EXTRAIT DU TEXTE:
··········
Si certaines nuisances peuvent être considérées comme inhérentes à la vie en société, les nuisances excessives doivent pouvoir être sanctionnées, d'où le recours à la théorie des troubles anormaux de voisinage.
D’origine jurisprudentielle, la théorie des troubles anormaux de voisinage a été codifiée par la loi n° 2024-346 du 15 avril 2024 à l’article 1253 du Code civil, qui dispose que « le propriétaire, le locataire, l'occupant sans titre, le bénéficiaire d'un titre ayant pour objet principal de l'autoriser à occuper ou à exploiter un fonds, le maître d'ouvrage ou celui qui en exerce les pouvoirs qui est à l'origine d'un trouble excédant les inconvénients normaux de voisinage est responsable de plein droit du dommage qui en résulte ».
Dans cet article, nous exposerons les origines de la théorie des troubles anormaux de voisinage, avant d'étudier les éléments constitutifs et le régime juridique du trouble anormal de voisinage.
Les origines de la théorie des troubles anormaux de voisinage
Dans un premier temps, la jurisprudence a traité le trouble anormal de voisinage sur le fondement de l'abus du droit de propriété. L'idée est qu'un propriétaire peut abuser de son droit de propriété et ainsi nuire à son voisin de sorte qu'il peut engager sa responsabilité sur ce fondement (Cass. Req. 3 août 1915, n° 00-02.378).
La théorie de l'abus du droit de propriété s'est cependant révélée insuffisante pour mettre fin à tous les conflits de voisinage. En effet, les conditions de l'abus du droit de propriété (à savoir l'absence d'utilité pour le propriétaire et l'intention de nuire au voisin) étaient difficiles à réunir. De plus, le fondement de l'abus du droit de propriété étant l'ancien article 1382 du Code civil (aujourd'hui article 1240 du Code civil), il fallait démontrer la faute du propriétaire pour obtenir la cessation du trouble. Or certaines situations, même en l'absence de faute, pouvaient occasionner des nuisances pour les voisins (exemple : une compagnie de transport ferroviaire exploitant des trains causant des désagréments aux personnes résidant à proximité des voies ferrées).
··········
LIGNES FOURNIES:
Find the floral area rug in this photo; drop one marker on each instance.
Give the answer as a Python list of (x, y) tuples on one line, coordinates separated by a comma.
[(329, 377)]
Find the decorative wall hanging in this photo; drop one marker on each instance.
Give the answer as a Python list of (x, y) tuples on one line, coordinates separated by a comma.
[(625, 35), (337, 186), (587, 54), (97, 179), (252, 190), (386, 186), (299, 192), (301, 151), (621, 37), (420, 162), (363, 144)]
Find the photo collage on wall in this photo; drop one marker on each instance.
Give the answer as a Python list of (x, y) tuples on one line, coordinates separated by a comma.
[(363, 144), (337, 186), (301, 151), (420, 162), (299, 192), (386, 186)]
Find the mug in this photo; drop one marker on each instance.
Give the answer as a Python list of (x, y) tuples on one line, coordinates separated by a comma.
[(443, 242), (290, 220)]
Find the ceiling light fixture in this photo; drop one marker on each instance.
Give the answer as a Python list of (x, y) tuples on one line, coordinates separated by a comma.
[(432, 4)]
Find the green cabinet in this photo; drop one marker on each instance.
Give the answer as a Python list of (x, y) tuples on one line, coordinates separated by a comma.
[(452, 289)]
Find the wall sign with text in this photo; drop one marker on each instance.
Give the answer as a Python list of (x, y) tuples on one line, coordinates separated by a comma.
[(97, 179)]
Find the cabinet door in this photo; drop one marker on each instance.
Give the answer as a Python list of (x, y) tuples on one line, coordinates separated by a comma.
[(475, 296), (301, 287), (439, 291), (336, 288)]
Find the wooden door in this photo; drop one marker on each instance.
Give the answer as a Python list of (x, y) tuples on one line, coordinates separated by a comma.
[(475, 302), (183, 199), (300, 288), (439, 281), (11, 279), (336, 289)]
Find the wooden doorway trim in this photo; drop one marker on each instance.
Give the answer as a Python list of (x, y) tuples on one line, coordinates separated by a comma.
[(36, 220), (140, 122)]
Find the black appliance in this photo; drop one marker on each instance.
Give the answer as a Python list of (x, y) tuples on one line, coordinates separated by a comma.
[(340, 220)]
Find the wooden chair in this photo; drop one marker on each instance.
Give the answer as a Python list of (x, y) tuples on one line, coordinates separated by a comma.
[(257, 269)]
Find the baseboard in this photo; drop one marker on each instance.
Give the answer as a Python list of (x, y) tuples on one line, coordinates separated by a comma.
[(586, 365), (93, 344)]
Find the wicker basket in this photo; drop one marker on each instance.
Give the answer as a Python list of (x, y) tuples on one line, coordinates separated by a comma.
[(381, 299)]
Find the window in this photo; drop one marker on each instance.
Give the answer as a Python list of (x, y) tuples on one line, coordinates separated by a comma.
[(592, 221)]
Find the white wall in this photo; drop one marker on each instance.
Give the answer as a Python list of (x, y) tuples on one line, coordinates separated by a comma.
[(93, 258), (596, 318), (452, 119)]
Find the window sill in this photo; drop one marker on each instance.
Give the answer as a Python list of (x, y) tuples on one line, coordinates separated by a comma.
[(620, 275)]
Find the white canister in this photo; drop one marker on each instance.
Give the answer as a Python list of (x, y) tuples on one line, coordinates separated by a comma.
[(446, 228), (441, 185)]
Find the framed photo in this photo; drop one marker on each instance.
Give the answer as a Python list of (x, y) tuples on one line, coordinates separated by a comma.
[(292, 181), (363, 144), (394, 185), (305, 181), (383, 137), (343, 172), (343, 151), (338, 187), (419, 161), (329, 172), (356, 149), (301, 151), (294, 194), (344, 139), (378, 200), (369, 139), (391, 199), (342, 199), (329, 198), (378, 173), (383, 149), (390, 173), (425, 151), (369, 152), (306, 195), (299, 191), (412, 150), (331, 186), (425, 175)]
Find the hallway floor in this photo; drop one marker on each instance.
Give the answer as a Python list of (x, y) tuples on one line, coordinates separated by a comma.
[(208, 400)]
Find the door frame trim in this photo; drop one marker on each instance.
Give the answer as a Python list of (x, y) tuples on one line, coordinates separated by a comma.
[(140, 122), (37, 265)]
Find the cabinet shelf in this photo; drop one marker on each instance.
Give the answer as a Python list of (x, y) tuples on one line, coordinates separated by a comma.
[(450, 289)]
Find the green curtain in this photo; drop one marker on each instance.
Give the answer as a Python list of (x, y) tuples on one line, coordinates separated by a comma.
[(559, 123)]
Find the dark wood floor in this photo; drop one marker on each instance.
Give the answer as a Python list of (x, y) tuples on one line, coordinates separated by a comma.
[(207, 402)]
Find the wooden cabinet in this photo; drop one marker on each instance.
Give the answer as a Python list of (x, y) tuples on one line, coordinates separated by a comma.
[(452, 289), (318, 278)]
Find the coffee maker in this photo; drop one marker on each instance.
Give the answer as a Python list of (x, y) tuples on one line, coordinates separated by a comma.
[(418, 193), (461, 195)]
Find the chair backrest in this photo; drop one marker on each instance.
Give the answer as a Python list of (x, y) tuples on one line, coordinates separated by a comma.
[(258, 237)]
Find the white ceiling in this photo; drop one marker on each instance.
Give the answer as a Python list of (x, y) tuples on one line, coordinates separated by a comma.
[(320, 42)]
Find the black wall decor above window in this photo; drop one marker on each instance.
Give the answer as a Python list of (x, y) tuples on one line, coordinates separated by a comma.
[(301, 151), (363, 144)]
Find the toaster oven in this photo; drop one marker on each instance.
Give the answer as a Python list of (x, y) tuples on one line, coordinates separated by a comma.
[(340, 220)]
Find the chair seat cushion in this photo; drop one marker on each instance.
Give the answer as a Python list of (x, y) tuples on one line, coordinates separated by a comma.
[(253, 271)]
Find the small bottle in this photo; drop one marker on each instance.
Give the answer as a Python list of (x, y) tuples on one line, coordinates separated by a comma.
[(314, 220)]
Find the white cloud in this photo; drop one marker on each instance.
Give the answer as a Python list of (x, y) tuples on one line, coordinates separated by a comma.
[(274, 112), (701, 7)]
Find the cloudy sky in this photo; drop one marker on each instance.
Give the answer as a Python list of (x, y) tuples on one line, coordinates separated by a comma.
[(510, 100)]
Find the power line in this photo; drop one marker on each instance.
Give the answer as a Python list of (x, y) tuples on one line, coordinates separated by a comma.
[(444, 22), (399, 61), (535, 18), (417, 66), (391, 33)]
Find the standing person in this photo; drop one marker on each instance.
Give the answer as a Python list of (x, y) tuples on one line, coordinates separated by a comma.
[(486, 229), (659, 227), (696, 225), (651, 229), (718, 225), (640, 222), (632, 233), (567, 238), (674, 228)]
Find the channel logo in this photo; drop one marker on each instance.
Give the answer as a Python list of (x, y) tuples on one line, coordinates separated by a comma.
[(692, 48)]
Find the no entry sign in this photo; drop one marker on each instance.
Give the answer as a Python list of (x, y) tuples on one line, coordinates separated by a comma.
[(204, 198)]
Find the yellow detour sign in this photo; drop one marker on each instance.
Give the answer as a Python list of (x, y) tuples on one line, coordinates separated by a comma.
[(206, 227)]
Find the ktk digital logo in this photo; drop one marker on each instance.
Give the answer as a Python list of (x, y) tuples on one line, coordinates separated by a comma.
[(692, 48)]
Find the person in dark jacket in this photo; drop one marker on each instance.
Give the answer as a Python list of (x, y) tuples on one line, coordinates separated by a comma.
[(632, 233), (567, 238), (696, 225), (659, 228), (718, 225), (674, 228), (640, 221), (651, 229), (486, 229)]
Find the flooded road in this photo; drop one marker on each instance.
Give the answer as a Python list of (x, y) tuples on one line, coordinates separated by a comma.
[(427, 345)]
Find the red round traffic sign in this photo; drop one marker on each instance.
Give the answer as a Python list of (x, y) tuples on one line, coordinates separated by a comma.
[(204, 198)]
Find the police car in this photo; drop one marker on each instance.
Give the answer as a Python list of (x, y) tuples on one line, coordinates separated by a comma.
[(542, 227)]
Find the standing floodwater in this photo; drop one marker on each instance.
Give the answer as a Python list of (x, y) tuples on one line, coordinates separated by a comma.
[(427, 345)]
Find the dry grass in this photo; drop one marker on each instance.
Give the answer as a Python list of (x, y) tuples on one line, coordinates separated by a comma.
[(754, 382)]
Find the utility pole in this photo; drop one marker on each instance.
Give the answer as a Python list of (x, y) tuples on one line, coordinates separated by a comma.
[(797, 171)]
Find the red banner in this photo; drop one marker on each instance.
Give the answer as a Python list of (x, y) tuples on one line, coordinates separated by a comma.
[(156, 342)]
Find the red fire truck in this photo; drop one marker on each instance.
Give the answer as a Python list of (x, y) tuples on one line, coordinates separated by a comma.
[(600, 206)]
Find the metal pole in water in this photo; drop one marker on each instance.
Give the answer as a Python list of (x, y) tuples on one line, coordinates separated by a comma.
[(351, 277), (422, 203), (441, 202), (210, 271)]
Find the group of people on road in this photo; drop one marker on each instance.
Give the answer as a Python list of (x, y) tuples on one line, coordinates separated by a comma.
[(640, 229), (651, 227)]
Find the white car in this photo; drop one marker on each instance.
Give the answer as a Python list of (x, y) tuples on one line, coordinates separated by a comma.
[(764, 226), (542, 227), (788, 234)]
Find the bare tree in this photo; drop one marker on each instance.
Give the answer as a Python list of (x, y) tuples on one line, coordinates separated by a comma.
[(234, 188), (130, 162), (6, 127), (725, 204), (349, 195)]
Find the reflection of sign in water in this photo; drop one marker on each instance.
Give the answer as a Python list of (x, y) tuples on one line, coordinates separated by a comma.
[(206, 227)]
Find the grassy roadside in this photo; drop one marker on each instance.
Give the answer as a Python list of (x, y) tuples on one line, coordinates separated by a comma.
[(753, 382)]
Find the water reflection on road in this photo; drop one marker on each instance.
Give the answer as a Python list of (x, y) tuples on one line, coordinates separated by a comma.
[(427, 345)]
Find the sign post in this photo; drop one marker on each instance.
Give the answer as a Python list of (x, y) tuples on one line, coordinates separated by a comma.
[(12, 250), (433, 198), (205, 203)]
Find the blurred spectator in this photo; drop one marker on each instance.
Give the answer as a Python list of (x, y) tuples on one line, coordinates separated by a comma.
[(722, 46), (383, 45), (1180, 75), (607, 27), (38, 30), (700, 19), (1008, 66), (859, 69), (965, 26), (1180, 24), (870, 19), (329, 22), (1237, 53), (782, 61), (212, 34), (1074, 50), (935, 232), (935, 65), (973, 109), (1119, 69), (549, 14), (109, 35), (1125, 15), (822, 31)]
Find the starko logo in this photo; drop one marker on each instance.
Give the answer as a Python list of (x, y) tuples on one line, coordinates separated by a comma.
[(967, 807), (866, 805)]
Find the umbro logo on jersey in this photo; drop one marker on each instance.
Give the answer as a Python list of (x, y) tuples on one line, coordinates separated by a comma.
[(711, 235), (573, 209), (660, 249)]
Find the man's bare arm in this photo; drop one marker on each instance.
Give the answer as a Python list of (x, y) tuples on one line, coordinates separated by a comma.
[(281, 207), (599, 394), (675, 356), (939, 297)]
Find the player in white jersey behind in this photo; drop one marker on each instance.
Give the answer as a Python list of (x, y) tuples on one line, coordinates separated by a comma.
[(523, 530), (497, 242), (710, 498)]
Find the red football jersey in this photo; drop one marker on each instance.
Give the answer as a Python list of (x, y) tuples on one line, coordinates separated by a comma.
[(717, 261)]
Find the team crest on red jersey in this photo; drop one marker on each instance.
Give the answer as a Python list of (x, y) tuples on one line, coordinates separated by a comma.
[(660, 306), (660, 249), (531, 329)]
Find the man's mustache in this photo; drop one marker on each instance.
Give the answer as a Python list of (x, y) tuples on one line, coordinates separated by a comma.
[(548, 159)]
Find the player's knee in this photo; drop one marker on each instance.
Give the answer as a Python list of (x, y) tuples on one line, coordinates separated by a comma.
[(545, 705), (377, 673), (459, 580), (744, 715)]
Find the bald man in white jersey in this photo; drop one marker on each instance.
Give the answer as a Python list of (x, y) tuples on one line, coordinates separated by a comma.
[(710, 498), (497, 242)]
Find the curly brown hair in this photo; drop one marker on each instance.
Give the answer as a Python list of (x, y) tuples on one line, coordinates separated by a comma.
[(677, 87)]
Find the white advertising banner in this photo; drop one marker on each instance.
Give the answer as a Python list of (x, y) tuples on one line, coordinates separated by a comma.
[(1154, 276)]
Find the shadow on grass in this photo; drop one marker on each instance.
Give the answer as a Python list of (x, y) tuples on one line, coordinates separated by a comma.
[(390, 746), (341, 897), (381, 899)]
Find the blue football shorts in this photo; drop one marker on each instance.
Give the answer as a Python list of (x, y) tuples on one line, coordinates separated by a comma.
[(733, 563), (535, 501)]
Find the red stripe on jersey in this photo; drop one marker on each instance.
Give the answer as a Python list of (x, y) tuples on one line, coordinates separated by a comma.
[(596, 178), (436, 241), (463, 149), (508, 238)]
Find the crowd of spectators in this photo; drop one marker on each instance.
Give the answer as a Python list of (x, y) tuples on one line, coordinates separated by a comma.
··········
CONSIGNE 1:
Répondez aux questions suivantes à partir du texte sur les troubles anormaux de voisinage.
(a) Quelle loi a codifié la théorie des troubles anormaux de voisinage ?
(b) À quel article du Code civil correspond aujourd'hui l'ancien article 1382 ?
(c) Sur quel fondement la jurisprudence a-t-elle d'abord traité le trouble anormal de voisinage ?
CONSIGNE 2: Dans les lignes fournies, prenez la partie qui commence par la ligne contenant « Find the team » et se termine par la ligne contenant « [(660, 306), (660, 249), (531, 329)] ». Recopiez uniquement cette partie en substituant « club badge » à « team crest », sans rien modifier d'autre.

CORRIGÉ DÉTAILLÉ 1:
(a) La loi n° 2024-346 du 15 avril 2024.
(b) L'article 1240 du Code civil.
(c) L'abus du droit de propriété.

CORRIGÉ DÉTAILLÉ 2:
Find the club badge on red jersey in this photo; drop one marker on each instance.
Give the answer as a Python list of (x, y) tuples on one line, coordinates separated by a comma.
[(660, 306), (660, 249), (531, 329)]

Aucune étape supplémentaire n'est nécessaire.